● Objective
Please copy the listing word for word, from its first line through the line containing "(48, 218), (252, 357)".

##### Rows

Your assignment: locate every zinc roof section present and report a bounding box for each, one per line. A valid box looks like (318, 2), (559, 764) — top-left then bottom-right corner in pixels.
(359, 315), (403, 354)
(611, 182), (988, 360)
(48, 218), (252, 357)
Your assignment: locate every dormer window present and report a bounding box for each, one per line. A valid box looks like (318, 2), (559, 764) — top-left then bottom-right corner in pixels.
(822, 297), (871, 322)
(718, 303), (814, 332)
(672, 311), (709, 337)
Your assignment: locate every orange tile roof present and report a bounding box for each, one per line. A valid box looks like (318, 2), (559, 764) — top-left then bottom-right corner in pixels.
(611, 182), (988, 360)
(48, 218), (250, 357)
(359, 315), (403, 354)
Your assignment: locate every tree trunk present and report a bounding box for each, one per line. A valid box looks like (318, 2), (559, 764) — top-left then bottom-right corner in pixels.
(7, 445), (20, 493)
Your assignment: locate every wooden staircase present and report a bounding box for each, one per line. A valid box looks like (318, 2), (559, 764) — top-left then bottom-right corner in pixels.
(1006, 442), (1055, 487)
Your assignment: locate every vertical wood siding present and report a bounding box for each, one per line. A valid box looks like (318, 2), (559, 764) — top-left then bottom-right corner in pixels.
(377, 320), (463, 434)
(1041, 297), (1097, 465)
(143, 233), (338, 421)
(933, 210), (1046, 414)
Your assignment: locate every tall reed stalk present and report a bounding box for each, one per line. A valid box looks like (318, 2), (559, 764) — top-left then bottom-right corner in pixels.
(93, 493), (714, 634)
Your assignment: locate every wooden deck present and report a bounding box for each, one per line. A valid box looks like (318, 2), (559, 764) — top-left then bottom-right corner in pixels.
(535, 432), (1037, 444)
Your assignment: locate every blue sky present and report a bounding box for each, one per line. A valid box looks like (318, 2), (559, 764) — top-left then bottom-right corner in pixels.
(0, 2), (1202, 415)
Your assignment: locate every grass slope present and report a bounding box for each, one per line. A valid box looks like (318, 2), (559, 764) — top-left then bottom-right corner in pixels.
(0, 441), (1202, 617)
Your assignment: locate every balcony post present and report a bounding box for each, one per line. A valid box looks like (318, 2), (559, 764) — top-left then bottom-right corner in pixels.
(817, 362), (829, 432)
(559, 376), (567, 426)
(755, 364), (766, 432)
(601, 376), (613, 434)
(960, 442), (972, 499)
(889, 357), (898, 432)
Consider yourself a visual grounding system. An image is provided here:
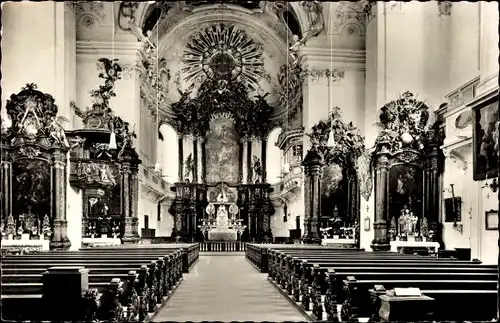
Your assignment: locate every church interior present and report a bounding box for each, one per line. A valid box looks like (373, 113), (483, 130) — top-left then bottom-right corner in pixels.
(0, 0), (500, 322)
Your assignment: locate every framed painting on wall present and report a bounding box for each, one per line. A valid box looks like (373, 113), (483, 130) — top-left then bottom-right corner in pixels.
(473, 92), (499, 181)
(484, 210), (498, 230)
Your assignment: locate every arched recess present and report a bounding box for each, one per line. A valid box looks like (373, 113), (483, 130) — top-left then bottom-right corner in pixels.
(266, 127), (283, 184)
(159, 123), (179, 183)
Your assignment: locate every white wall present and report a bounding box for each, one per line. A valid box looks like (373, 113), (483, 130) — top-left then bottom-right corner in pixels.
(266, 128), (283, 184)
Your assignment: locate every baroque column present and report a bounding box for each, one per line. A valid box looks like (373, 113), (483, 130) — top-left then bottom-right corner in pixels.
(1, 161), (12, 221)
(201, 138), (207, 183)
(426, 145), (442, 243)
(371, 144), (391, 251)
(49, 149), (71, 250)
(120, 162), (139, 244)
(302, 149), (323, 244)
(260, 138), (267, 183)
(247, 138), (253, 184)
(177, 135), (184, 182)
(238, 140), (245, 184)
(193, 137), (198, 183)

##########

● Expected answer
Your assignment: locate every zinc roof section present and report a bounding box for each, one per line. A valid box looks like (318, 2), (559, 764) — top-left then bottom-right corner in pixels.
(359, 315), (403, 354)
(611, 182), (988, 360)
(48, 218), (252, 357)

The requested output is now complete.